* Aim
Duplicate every line of the data below without changing anything, and leave the images out of your copy.

--- begin Data for the task ---

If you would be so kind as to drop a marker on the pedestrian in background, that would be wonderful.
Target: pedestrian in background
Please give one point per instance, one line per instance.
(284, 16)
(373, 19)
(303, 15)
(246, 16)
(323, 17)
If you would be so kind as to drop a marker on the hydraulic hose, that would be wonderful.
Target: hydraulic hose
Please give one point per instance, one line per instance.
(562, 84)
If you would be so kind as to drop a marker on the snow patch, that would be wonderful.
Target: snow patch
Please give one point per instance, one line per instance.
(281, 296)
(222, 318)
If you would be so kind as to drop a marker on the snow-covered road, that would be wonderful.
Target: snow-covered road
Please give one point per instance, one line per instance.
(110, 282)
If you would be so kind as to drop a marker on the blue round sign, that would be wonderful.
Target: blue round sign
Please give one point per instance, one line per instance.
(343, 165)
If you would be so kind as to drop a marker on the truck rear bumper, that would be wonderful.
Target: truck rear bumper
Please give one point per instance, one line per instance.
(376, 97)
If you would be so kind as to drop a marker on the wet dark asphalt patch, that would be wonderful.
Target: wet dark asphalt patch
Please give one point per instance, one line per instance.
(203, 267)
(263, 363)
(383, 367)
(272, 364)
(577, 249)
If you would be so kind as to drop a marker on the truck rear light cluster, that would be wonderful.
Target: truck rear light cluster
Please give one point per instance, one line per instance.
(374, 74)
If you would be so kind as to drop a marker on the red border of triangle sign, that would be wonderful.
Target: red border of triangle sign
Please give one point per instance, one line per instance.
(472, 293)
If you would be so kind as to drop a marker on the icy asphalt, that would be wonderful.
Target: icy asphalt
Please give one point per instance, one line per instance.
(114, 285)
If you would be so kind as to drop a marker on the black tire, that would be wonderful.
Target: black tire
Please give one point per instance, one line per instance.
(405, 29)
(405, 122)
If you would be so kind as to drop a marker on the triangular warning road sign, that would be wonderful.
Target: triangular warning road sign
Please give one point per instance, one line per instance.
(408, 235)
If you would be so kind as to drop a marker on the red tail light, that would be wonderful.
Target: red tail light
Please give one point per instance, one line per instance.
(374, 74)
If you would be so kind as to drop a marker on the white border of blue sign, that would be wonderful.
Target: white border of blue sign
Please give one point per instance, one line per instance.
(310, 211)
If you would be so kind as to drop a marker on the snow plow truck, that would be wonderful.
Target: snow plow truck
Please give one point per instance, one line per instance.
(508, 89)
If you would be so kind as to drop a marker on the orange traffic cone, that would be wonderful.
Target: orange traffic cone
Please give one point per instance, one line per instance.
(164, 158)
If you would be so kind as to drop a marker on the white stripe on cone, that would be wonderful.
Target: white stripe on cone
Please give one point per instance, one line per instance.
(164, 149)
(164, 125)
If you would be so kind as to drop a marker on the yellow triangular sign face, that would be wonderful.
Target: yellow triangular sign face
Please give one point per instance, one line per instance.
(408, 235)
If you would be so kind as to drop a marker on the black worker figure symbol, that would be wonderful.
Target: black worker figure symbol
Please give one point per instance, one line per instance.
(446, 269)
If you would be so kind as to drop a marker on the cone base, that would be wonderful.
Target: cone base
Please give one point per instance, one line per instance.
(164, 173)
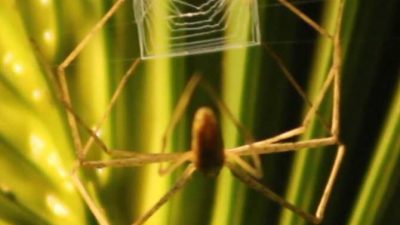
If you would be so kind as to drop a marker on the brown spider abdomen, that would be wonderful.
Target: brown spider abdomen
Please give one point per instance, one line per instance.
(207, 144)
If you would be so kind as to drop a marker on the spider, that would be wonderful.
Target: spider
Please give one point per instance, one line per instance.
(207, 154)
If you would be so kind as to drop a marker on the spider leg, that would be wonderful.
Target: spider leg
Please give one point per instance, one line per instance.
(178, 186)
(267, 192)
(177, 115)
(114, 98)
(78, 120)
(139, 159)
(94, 208)
(67, 61)
(305, 18)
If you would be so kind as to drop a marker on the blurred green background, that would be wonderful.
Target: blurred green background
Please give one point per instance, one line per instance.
(37, 152)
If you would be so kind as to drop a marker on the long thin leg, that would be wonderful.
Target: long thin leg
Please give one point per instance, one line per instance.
(319, 214)
(137, 160)
(264, 147)
(92, 133)
(67, 61)
(114, 98)
(305, 18)
(176, 116)
(178, 186)
(94, 208)
(313, 106)
(256, 169)
(337, 58)
(253, 183)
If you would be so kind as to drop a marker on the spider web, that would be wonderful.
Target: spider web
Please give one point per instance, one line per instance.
(195, 26)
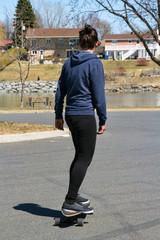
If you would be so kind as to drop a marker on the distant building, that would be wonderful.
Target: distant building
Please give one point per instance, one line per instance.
(128, 46)
(5, 45)
(57, 42)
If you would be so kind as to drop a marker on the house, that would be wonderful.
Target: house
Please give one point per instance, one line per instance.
(56, 42)
(5, 45)
(128, 46)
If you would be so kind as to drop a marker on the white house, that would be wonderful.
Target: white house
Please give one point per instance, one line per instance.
(128, 46)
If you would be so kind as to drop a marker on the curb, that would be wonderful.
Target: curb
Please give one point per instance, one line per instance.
(33, 136)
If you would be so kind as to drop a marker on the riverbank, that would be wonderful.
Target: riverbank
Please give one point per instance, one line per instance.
(109, 109)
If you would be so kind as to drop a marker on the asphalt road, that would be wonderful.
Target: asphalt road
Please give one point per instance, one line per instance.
(122, 183)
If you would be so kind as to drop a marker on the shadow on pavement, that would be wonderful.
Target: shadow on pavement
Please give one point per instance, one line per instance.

--- end Data for the task ---

* Answer for the task
If you would be so kind as to drop a marker on the pedestrian in background, that would be wonderful.
Target: pedestrian in background
Please give one point per instance, one line per instance.
(284, 16)
(373, 19)
(303, 15)
(246, 16)
(323, 17)
If you would be so kind as to drop a marker on the hydraulic hose, that would be wonderful.
Target: hydraulic hose
Please give one point per instance, one line per instance.
(562, 84)
If you would be so kind as to drop a marker on the snow patch, that would be wonderful.
Target: snow patch
Please give one point per instance, one line per instance.
(281, 296)
(222, 318)
If you would be so kind as to drop a marker on the snow-covered road, that would be wonderful.
Target: snow-covered road
Please give one point per instance, one line per instance.
(110, 282)
If you would be so kind as to drop a marker on the blue round sign, that would be wonderful.
Target: blue round sign
Please give one point per instance, one line per instance.
(343, 165)
If you would be so kind as to drop a marker on the truck rear bumper, that would be wonderful.
Target: truck rear bumper
Please give one point per instance, one line per instance.
(376, 97)
If you would be so kind as to drop a marker on the wet dark asphalt patch, that would be wonderful.
Target: wet dark asphalt patch
Please give one point per instance, one line per instance.
(203, 267)
(263, 363)
(383, 367)
(272, 364)
(577, 249)
If you would be so kind as to drop a marker on the truck rear light cluster, that would be wonderful.
Target: truck rear light cluster
Please give one point per instance, one line per instance.
(374, 74)
If you would be so kind as to drop a marker on the red border of triangle sign, that would be wonderful.
Target: red border of triangle sign
Please give one point per instance, one line per instance.
(472, 293)
If you would be so kind as to drop a marker on the icy asphalt, that would be wonderful.
Target: icy asphalt
Please give one point per instance, one line per instance.
(114, 285)
If you would be so kind as to drop a marker on the black tire, that would be wonderful.
Target: black tire
Please give one point per instance, one line per instance.
(405, 29)
(405, 122)
If you would be so kind as to drop a marker on the triangular warning road sign, that would be wonderful.
Target: triangular warning road sign
Please give one point per instance, one line per instance.
(408, 235)
If you would be so kind as to drop a marker on the red tail light, that would be wonderful.
Target: red tail light
Please give one point per instance, one line per instance.
(374, 74)
If you would be so kind as to drop a marker on the white border of blue sign, that would be wonderful.
Target: white border of blue sign
Please give one point per instance, one line per instance.
(310, 211)
If you would be so kind as to drop a marker on the snow plow truck, that would be wonderful.
Target: snow plow truck
Please give one point per instance, one line per instance.
(508, 89)
If you would be so kind as to drop a marker on the orange traffic cone, that would be wonderful.
Target: orange traffic cone
Please give one point per instance, one line per instance.
(164, 158)
If you would be so kind as to drop a marker on the white stripe on cone, that would be wonderful.
Target: white stripe on cone
Please give one point per instance, one line per instance.
(164, 149)
(164, 125)
If you would be so kind as to drop a marker on the yellow triangular sign face, that would be wonderful.
Target: yellow triangular sign face
Please give one point per instance, one line per instance.
(408, 235)
If you would be so kind as to drop a marker on the black worker figure symbol, that would be wonderful.
Target: black worker figure symbol
Please give one point per instance, one line per instance.
(446, 269)
If you would be so kind as to drop a marker on the cone base, that would be wonderful.
Target: cone base
Please give one point per instance, one line per instance.
(164, 173)
If you would be so kind as to drop a marker on the brown spider abdomen, that would be wonderful.
Target: brown spider abdomen
Please give one point per instance, one line per instance.
(207, 144)
If you would be so kind as to drop a marker on the spider, that would be wonderful.
Target: spider
Please give one point per instance, one line per instance.
(207, 154)
If you would be so kind as to drop a marker on the spider leg, that would be wonderful.
Target: spider leg
Please give one point per instance, one line per instance.
(178, 186)
(267, 192)
(177, 115)
(114, 98)
(78, 120)
(139, 159)
(94, 208)
(67, 61)
(305, 18)
If you would be so kind as to drop a marker on the blurred green background, that would be wonderful.
Target: blurred green background
Please give one point per instance, one line per instance.
(37, 152)
If you would be so kind as to drop a marker on the long thin leg, that would be wonderful.
Target: long thin leg
Please give one point per instance, one line per instance.
(319, 214)
(137, 160)
(264, 147)
(92, 133)
(67, 61)
(114, 98)
(305, 18)
(176, 116)
(178, 186)
(94, 208)
(313, 106)
(256, 169)
(337, 58)
(253, 183)
If you would be so kind as to drop a marker on the spider web, that would be wonderful.
Target: spider web
Please give one point per instance, one line per instance.
(195, 26)
If you would be so kind as to drop a marker on the distant building, that would be wonderful.
Target: distant building
Please give one point per instance, one line per instance.
(128, 46)
(5, 45)
(57, 42)
If you would be so kind as to drop a marker on the house, that would be wonderful.
Target: house
Please give one point per instance, one line per instance.
(56, 42)
(5, 45)
(128, 46)
If you would be so kind as to drop a marker on the white house, that would be wonderful.
Target: white house
Please give one point per instance, one line per instance.
(128, 46)
If you would be so kind as to drop a marker on the curb, that would be wonderful.
Target: curb
Please give one point per instance, one line per instance.
(33, 136)
If you would be so kind as to drop a marker on the riverbank, that would be wonderful.
Target: riverbank
Please give one point per instance, one line per instance.
(109, 109)
If you would be so kind as to drop a marker on the asphalt road, that would be wonderful.
Target: asphalt road
Please give one point per instance, one line per instance.
(122, 183)
If you would be so kind as to drop a marker on the shadow on pavement, that would be wonderful.
Target: shadow on pavement
Please give one point per instance, one line per instance.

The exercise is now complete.